• _KUTIPAN TERPILIH_:
= = = =
Apabila kita ingin mendalami makna siri’ dengan segenap permasalahannya, antara lain dapat diketahui dari lontara’ La Toa. Dimana dalam lontara ini berisi pesan-pesan dan nasehat-nasehat yang merupakn kumpulan petuah untuk dijadikan sebagai suri tauladan. Kata La Toa sendiri sejatinya memiliki arti petuah-petuah, dimana juga memiliki hubungan yang erat dengan peranan siri’ dalam pola hidup atau adat istiadat masyarakat Bugis-Makassar. Misalnya dapat dilihat pada beberapa point dalam lontara’ tersebut: Siri’ sebagai harga diri ataupun kehormatan, Mapappakasiri’ artinya menodai kehormatannya, Ritaroang Siri’ yang artinya ditegakkan kehormatannya, Passampo Siri’ yang artinya penutup malu, Siri’ sebagai perwujudan sikap tegas demi sebuah kehormatan hidup.

Kata siri’ dapat juga diartikan sebagai pernyataan sikap yang tidak serakah dan sebuah prinsip hidup masyarakat Bugis-Makassar. Ungkapan-ungkapan seperti : siri’ na ranreng (siri’ dipertaruhkan demi kehormatan), palaloi siri’nu (tegakkan siri’mu), tau de’ siri’na (orang tak memiliki malu tak memiliki harga diri) merupakan semboyan-semboyan falsafah hidup masyarakat Bugis-Makassar.

Dari aspek ontologi (wujud) budaya siri' na pacce mempunyai hubungan yang sangat kuat dengan pandangan islam dalam kerangka spiritualitas, dimana kekuatan jiwa dapat teraktualkan melalui penaklukan jiwa atas tubuh. Inti budaya siri' na pacce mencakup seluruh aspek kehidupan masyarakat Bugis-Makassar, karena siri' na pacce merupakan jati diri dari orang-orang Bugis-Makassar. Dengan adanya falsafah dan ideologi siri' na pacce maka keterikatan antar sesama dan kesetiakawanan menjadi lebih kuat, baik dengan sesama suku maupun dengan suku yang lain. Konsep siri' na pacce bukan hanya dianut oleh kedua suku ini (Bugis dan Makassar), tetapi juga dianut oleh suku-suku lain yang mendiami daratan Sulawesi seperti, suku Mandar dan Tator, hanya kosakata dan penyebutannya saja yang berbeda, tetapi falsafah ideologinya memilikii kesamaan dalam berinteraksi dengan sesama.
Ungkapan sikap masyarakat Bugis-Makassar yang termanifestasikan lewat kata-kata taro ada’ taro gau (satu kata satu perbuatan), merupakan tekad atau cita-cita dan janji yang telah diucapkan pastilah dipenuhi dan dibuktikan dalam perbuatan nyata. Hal tersebut juga sejalan dengan prinsip-prinsip abattireng ripolipukku (asal usul leluhur senantiasa di junjung tinggi, semuanya ku abadikan demi keagungan leluhurku).
= = = =
• _ENTRI YANG DITAMPILKAN_:

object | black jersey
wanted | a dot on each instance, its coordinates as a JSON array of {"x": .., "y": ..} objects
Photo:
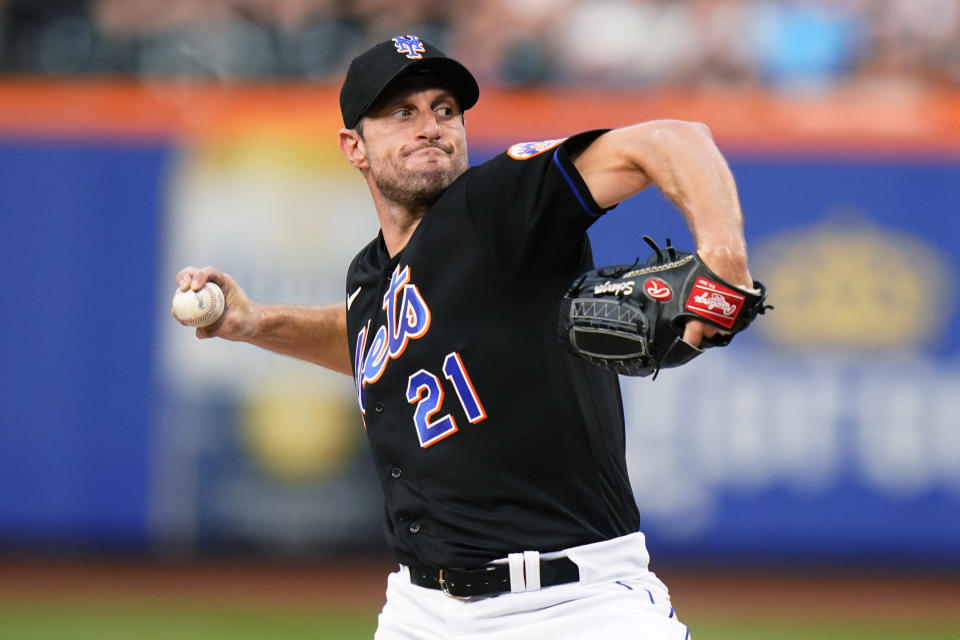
[{"x": 488, "y": 438}]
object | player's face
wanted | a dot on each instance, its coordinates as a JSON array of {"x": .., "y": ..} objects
[{"x": 415, "y": 142}]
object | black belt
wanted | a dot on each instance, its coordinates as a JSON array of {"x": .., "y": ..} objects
[{"x": 490, "y": 580}]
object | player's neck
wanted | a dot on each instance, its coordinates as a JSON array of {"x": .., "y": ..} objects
[{"x": 398, "y": 222}]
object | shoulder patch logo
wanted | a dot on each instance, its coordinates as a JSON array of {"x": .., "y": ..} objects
[
  {"x": 410, "y": 46},
  {"x": 524, "y": 150}
]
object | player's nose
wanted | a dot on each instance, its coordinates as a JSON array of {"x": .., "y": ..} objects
[{"x": 428, "y": 124}]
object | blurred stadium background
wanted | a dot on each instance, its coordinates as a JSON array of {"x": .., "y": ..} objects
[{"x": 805, "y": 483}]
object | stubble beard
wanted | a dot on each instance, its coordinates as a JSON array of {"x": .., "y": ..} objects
[{"x": 416, "y": 188}]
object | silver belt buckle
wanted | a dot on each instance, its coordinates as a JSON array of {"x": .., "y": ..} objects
[{"x": 445, "y": 588}]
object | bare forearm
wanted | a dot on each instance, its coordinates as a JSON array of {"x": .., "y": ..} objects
[
  {"x": 314, "y": 334},
  {"x": 689, "y": 169}
]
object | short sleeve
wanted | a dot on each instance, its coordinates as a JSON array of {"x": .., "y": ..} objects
[{"x": 531, "y": 208}]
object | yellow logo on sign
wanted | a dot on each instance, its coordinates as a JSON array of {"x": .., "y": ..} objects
[{"x": 852, "y": 284}]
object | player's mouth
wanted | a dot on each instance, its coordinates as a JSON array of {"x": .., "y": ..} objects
[{"x": 429, "y": 149}]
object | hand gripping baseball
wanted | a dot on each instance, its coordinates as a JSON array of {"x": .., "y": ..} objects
[{"x": 238, "y": 320}]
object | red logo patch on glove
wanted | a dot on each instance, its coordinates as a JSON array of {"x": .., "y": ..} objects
[{"x": 715, "y": 302}]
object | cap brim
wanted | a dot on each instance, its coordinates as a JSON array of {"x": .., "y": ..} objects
[{"x": 447, "y": 70}]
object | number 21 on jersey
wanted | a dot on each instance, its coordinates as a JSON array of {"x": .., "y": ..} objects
[{"x": 425, "y": 390}]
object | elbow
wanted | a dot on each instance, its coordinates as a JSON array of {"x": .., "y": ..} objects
[{"x": 671, "y": 132}]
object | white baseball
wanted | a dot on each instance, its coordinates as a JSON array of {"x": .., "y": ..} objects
[{"x": 199, "y": 308}]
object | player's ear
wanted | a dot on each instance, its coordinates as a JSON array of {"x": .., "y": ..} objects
[{"x": 353, "y": 148}]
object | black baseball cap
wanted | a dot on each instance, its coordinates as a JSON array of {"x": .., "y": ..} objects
[{"x": 371, "y": 72}]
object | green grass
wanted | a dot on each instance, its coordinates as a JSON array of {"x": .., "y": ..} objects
[
  {"x": 821, "y": 629},
  {"x": 101, "y": 621}
]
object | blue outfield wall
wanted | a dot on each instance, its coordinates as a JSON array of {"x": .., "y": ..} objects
[
  {"x": 78, "y": 252},
  {"x": 82, "y": 226}
]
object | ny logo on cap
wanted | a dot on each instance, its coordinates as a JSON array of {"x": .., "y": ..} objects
[{"x": 410, "y": 45}]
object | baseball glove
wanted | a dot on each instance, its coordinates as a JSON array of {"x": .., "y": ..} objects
[{"x": 630, "y": 318}]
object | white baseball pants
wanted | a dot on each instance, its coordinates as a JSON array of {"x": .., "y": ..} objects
[{"x": 617, "y": 598}]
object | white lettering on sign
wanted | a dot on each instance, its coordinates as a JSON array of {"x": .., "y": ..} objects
[{"x": 791, "y": 423}]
= = = =
• _TUGAS 1_: Tuliskan kembali bagian kutipan tentang siri' na pacce antara "Dari aspek ontologi" dan "berinteraksi dengan sesama.", termasuk kedua batas itu.
• _TUGAS 2_: Lanjutkan kutipan tentang siri' na pacce, dimulai setelah kalimat terakhirnya.

• _JAWABAN 1_:
Dari aspek ontologi (wujud) budaya siri' na pacce mempunyai hubungan yang sangat kuat dengan pandangan islam dalam kerangka spiritualitas, dimana kekuatan jiwa dapat teraktualkan melalui penaklukan jiwa atas tubuh. Inti budaya siri' na pacce mencakup seluruh aspek kehidupan masyarakat Bugis-Makassar, karena siri' na pacce merupakan jati diri dari orang-orang Bugis-Makassar. Dengan adanya falsafah dan ideologi siri' na pacce maka keterikatan antar sesama dan kesetiakawanan menjadi lebih kuat, baik dengan sesama suku maupun dengan suku yang lain. Konsep siri' na pacce bukan hanya dianut oleh kedua suku ini (Bugis dan Makassar), tetapi juga dianut oleh suku-suku lain yang mendiami daratan Sulawesi seperti, suku Mandar dan Tator, hanya kosakata dan penyebutannya saja yang berbeda, tetapi falsafah ideologinya memilikii kesamaan dalam berinteraksi dengan sesama.

• _JAWABAN 2_:
Berdasarkan jenisnya siri' terbagi  yaitu:

Siri' Nipakasiri'
Adalah Siri’ yang berhubungan dengan harga diri pribadi, serta harga diri atau harkat dan martabat keluarga. Siri’ jenis ini adalah sesuatu yang tabu dan pantang untuk dilanggar karena taruhannya adalah nyawa.


Sebagai contoh dalam hal ini adalah membawa lari seorang gadis (kawin lari). Maka, pelaku kawin lari, baik laki-laki maupun perempuan, harus dibunuh, terutama oleh pihak keluarga perempuan (gadis yang dibawa lari)karena telah membuat malu keluarga.

Contoh lainnya adalah kasus kekerasan, seperti penganiayaan atau pembunuhan dimana pihak atau keluarga korban yang merasa terlanggar harga dirinya (Siri’na) wajib untuk menegakkannya kembali, kendati ia harus membunuh atau terbunuh. Utang darah harus dibalas dengan darah, utang nyawa harus dibalas dengan nyawa.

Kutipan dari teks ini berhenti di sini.